● **OBJECTIVE**
Count the lines in the material below that contain the string "reflection", treating case as significant. Reply with the number only.

● **SUPPLIED DATA**
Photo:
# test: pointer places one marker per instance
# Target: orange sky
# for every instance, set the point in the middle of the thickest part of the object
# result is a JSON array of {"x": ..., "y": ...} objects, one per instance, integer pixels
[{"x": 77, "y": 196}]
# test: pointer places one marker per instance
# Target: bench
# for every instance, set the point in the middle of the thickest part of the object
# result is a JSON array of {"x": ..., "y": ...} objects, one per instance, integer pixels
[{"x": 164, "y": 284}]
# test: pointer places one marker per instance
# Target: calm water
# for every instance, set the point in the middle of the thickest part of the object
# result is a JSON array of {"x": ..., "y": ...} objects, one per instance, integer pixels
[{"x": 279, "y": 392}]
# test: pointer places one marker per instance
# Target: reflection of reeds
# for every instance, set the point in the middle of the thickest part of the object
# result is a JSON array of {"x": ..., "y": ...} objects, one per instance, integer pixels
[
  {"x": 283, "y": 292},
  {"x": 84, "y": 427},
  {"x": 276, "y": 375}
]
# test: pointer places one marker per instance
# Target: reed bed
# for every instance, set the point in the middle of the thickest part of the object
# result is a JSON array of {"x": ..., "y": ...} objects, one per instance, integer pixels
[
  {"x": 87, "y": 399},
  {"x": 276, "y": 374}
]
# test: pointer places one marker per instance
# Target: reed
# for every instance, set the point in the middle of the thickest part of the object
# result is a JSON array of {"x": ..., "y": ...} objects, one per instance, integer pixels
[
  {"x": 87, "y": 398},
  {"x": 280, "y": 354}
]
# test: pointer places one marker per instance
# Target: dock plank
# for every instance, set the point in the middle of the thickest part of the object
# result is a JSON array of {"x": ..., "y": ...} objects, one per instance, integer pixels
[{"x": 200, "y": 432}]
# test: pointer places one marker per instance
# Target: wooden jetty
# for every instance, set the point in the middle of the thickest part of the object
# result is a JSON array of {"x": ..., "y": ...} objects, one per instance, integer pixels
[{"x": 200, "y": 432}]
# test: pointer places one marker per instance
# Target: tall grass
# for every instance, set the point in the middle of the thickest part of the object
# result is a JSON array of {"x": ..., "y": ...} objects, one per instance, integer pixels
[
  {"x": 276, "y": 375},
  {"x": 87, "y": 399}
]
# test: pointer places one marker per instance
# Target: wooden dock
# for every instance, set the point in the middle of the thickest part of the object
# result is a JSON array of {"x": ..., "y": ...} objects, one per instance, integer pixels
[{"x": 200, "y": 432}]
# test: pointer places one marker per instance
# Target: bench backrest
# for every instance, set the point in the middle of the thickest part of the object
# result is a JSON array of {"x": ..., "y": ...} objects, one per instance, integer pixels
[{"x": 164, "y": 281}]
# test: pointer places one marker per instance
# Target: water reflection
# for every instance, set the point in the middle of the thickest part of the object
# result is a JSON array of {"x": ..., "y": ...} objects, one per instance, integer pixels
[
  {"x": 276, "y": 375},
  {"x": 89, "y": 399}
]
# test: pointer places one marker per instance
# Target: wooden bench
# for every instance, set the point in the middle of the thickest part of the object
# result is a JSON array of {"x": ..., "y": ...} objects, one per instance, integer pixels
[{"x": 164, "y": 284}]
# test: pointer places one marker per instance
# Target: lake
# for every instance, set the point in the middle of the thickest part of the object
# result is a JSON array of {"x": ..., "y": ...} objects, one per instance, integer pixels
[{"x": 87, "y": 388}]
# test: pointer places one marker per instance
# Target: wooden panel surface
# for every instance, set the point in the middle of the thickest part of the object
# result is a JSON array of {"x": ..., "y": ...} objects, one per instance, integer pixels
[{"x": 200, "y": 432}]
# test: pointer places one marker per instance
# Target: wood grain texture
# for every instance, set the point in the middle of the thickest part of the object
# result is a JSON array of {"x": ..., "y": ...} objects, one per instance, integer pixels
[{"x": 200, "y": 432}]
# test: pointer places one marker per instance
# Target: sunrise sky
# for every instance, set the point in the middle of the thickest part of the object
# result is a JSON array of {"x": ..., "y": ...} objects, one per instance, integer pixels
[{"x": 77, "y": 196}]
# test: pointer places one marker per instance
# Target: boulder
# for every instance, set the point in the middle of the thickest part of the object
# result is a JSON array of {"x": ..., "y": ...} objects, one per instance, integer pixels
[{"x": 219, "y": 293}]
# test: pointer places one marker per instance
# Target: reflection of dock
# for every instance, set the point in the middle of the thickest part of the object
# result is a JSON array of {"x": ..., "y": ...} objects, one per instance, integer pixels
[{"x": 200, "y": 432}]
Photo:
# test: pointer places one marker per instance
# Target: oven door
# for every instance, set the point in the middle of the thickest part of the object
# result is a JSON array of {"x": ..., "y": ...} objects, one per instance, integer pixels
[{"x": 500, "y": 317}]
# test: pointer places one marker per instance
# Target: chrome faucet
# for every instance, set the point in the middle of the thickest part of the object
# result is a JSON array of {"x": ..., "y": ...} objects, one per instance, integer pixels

● **RESPONSE TO THE TASK**
3